*TASK DIRECTIONS:* Reproduce every one of the following records line for line, without changing any character. Leave out the pictures.
======
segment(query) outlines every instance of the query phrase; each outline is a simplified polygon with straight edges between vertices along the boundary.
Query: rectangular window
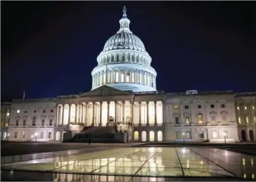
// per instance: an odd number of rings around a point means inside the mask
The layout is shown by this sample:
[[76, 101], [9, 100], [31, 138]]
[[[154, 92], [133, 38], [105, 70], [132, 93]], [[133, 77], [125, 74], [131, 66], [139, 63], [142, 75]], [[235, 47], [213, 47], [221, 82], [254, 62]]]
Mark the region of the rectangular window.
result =
[[217, 138], [217, 131], [212, 131], [212, 138]]
[[44, 138], [44, 132], [41, 132], [40, 138]]
[[226, 122], [226, 115], [222, 115], [222, 122]]
[[175, 117], [175, 124], [179, 124], [179, 117]]
[[133, 72], [132, 73], [132, 82], [133, 84], [134, 84], [134, 83], [135, 83], [135, 72]]
[[51, 132], [48, 133], [48, 138], [51, 138]]
[[174, 109], [175, 109], [175, 110], [179, 109], [179, 105], [174, 105]]
[[181, 138], [181, 132], [175, 131], [175, 138]]
[[121, 82], [122, 83], [124, 82], [124, 72], [121, 72]]
[[49, 125], [53, 126], [53, 119], [50, 119]]
[[23, 126], [26, 126], [26, 119], [23, 119]]
[[22, 137], [22, 138], [25, 138], [25, 131], [23, 131], [21, 137]]
[[186, 138], [191, 138], [191, 135], [190, 134], [190, 131], [186, 131]]
[[115, 83], [118, 83], [119, 72], [115, 71]]

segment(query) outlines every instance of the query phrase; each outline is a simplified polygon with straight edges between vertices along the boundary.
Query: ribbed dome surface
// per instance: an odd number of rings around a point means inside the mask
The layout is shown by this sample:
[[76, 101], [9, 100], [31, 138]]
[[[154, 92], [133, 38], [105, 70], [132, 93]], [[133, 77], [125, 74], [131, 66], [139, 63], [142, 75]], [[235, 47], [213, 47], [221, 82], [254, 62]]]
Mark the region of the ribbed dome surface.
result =
[[109, 38], [103, 52], [113, 49], [132, 49], [146, 52], [141, 40], [131, 32], [119, 32]]

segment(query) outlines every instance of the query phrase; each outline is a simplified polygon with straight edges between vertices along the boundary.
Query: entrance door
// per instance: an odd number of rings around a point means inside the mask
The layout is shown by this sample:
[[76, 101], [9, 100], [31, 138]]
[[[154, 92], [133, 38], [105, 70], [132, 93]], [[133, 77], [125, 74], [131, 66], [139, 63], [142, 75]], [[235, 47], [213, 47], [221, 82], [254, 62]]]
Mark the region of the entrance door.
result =
[[241, 131], [241, 136], [242, 136], [242, 141], [246, 141], [246, 133], [245, 131], [242, 130]]
[[253, 131], [252, 130], [249, 131], [250, 141], [253, 141]]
======
*SOLUTION FOR THIS PROBLEM:*
segment(query) outlines every instance of the query phrase; each outline is a simplified polygon with straight edges between vertices along the boundary.
Query: rectangular window
// per instance: an odd number of rings around a point means inside the mask
The layout is shown by this sample:
[[76, 101], [9, 100], [31, 138]]
[[[154, 92], [133, 38], [105, 70], [132, 93]], [[133, 77], [125, 74], [131, 66], [139, 63], [142, 75]], [[235, 47], [213, 47], [221, 82], [254, 62]]]
Mark the region of the rectangular window.
result =
[[217, 138], [217, 131], [212, 131], [212, 138]]
[[44, 138], [44, 132], [41, 132], [40, 138]]
[[226, 122], [226, 115], [222, 115], [222, 122]]
[[175, 117], [175, 124], [179, 124], [179, 117]]
[[133, 72], [132, 73], [132, 82], [133, 84], [134, 84], [134, 83], [135, 83], [135, 72]]
[[51, 132], [48, 133], [48, 138], [51, 138]]
[[174, 109], [175, 109], [175, 110], [179, 109], [179, 105], [174, 105]]
[[181, 138], [181, 132], [175, 131], [175, 138]]
[[121, 82], [122, 83], [124, 82], [124, 72], [121, 72]]
[[49, 125], [53, 126], [53, 119], [50, 119]]
[[23, 126], [26, 126], [26, 119], [23, 119]]
[[22, 137], [22, 138], [25, 138], [25, 131], [23, 131], [21, 137]]
[[186, 138], [191, 138], [191, 135], [190, 134], [190, 131], [186, 131]]
[[115, 83], [118, 83], [119, 72], [115, 71]]

segment(query) outlines every instance of the query phrase; each outline is a simplified polygon with straight edges between vertices along the boundary.
Query: ribbed dome surface
// per instance: an odd number of rings around a point means inside the mask
The layout is shown by this sample:
[[76, 101], [9, 100], [31, 138]]
[[[154, 92], [133, 38], [105, 70], [132, 93]], [[133, 77], [125, 74], [131, 66], [139, 63], [142, 75]], [[235, 47], [213, 47], [221, 82], [254, 62]]]
Mark the region of the ribbed dome surface.
result =
[[109, 38], [103, 52], [113, 49], [132, 49], [146, 52], [141, 40], [131, 32], [119, 32]]

segment(query) outlines every instance of the query phrase; each outline is a simplified polygon with straight edges between vertices along the boundary.
Query: entrance door
// per instance: an odd number of rings around a point means inside the mask
The layout is shown by this sample:
[[76, 101], [9, 100], [31, 138]]
[[[154, 92], [133, 38], [105, 70], [132, 93]], [[133, 77], [125, 74], [131, 66], [139, 63], [142, 75]], [[235, 47], [213, 47], [221, 82], [254, 62]]]
Mark the region of the entrance door.
result =
[[241, 131], [241, 136], [242, 136], [242, 141], [246, 141], [246, 133], [245, 131], [242, 130]]
[[253, 131], [252, 130], [249, 131], [250, 141], [253, 141]]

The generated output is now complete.